**** Data shown

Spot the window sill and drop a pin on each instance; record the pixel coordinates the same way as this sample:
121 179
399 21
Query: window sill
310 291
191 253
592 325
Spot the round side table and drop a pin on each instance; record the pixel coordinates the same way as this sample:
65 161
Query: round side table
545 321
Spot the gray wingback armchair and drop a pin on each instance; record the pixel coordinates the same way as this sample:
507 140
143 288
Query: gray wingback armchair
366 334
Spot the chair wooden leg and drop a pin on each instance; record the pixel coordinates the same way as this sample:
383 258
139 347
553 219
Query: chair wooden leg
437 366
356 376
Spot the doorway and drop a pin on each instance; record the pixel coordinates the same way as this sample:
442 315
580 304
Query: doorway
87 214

********
**** Data shown

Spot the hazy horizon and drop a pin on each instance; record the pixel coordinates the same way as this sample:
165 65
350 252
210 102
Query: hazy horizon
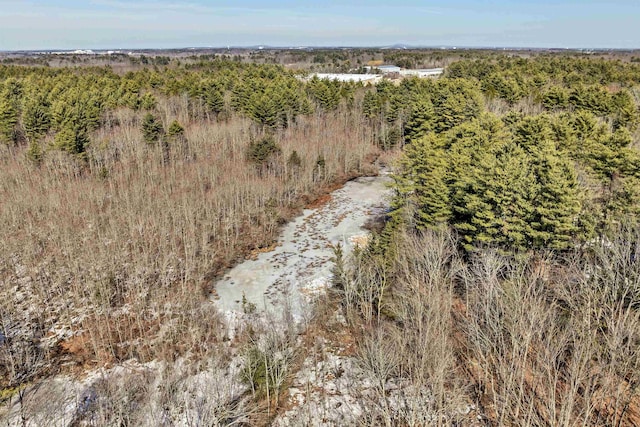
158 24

********

(Objective): Extract each line of the listing above that contains the string "sill", matching case exactly.

(The response):
Spot the window sill and drop a pin on each instance; record the pixel coordinates the same way as this sample:
Query: window sill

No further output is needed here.